* _Task objective_:
Reproduce all of the rows below verbatim, from the first through the last. Omit the picture from your output.

* _Task inputs_:
....................
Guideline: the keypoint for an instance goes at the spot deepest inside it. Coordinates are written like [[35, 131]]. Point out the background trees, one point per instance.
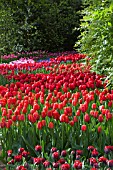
[[96, 35], [43, 24]]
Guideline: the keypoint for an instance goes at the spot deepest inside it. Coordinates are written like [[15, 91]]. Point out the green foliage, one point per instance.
[[44, 24], [96, 35], [3, 80]]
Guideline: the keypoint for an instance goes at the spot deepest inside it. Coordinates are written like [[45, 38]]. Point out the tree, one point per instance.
[[42, 24], [96, 35]]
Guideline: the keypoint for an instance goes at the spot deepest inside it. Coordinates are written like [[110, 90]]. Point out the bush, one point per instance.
[[96, 32], [44, 25]]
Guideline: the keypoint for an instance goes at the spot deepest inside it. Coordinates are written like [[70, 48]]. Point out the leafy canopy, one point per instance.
[[96, 39]]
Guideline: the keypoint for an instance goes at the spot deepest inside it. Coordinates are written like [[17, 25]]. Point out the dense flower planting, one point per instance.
[[58, 103], [62, 160]]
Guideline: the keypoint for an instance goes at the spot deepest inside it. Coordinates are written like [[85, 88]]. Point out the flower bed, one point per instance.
[[58, 103]]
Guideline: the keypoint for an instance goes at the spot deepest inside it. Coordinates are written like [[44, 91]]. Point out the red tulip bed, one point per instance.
[[55, 115]]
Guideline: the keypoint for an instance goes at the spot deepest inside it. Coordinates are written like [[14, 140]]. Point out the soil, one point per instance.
[[2, 166]]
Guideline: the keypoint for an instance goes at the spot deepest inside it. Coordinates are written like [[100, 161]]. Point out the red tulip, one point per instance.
[[83, 127], [86, 117], [51, 125]]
....................
* _Response_:
Guideline: the keypoint for an instance goes at the spot deepest inside it. Coordinates are written like [[35, 131]]. Point out the background trees, one point per instance.
[[96, 35], [43, 24]]
Guideline: the keypoint for an instance goes at the spot deepest inside it. Coordinates are written like [[15, 91]]. Point out the green foliage, one point per instance.
[[44, 24], [96, 35], [3, 80]]
Guideline: the keypoint for an instance goes at the spot deepest inside it. Coordinates are written like [[45, 38]]. Point out the tree, one point per instance.
[[42, 24], [96, 35]]
Guideline: the keypoint for an instance goes at the spot deepest inside it. Coordinates are written like [[110, 90]]. Point out the bush, one point per instance.
[[96, 32], [44, 25]]
Guideline: the keypoint for an instance goes at the spot deepest inside it. Coordinates are written like [[70, 48]]. Point out the leafy canopy, one point per instance.
[[96, 39]]
Guideline: the keypoint for an instance goes at the spot deepest inside it. Coordinates are written like [[17, 25]]. Point out the dense flower planting, one point per instance.
[[58, 103], [62, 160]]
Guideline: the keypoint for an instance goes at the spot deepest inside it. Coordinates are written like [[85, 88]]. Point out the flower bed, one point per instance.
[[58, 103]]
Guideline: the keypoint for an instance goes at the spot deepest inside it. Coordinates are written like [[44, 91]]. Point out the red tulip bed, one point per instance.
[[55, 115]]
Guideline: the keypoint for an instance goes at the spot deepest inside it. Coordinates are written like [[14, 140]]. Point out the soil, one point per instance.
[[2, 166]]
Guideline: the keypoint for an instance goes at the spot deepest inside it. Coordinates are written like [[100, 161]]. Point out the red tulip, one point per instance.
[[83, 127], [86, 117], [51, 125]]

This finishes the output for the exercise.